_Referring expression data_
*** Begin section ***

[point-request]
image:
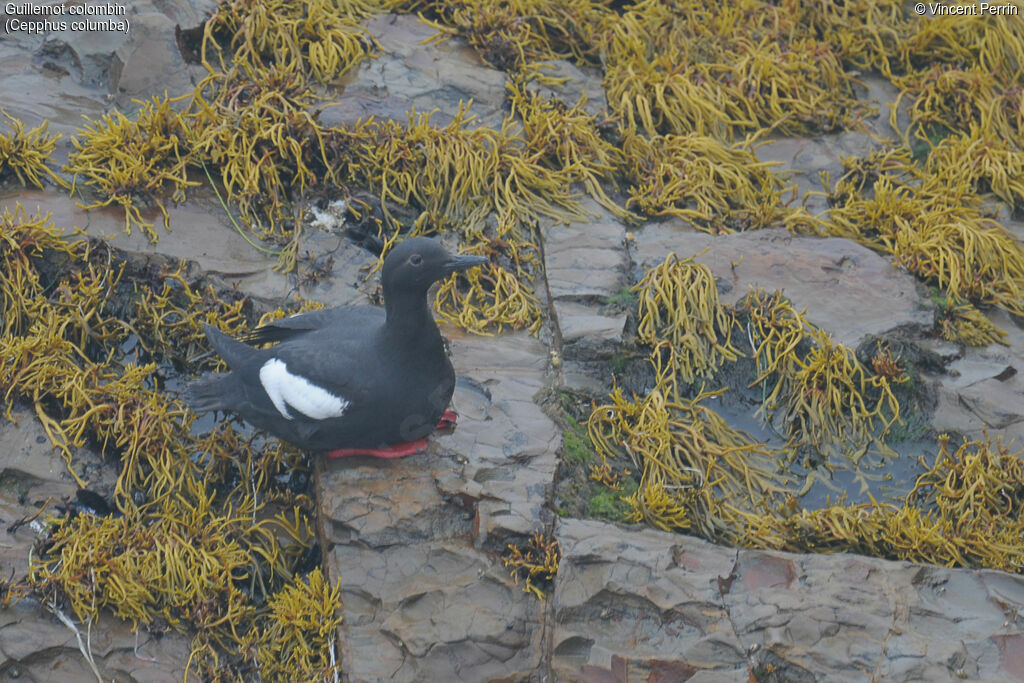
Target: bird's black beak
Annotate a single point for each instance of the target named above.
(464, 262)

*** End section ***

_Work request_
Output the data exactly as it appears. The pictures do not belong in it.

_Task result_
[point-request]
image:
Target: bird's black beak
Annotate a single point for each instance of the target named above.
(464, 262)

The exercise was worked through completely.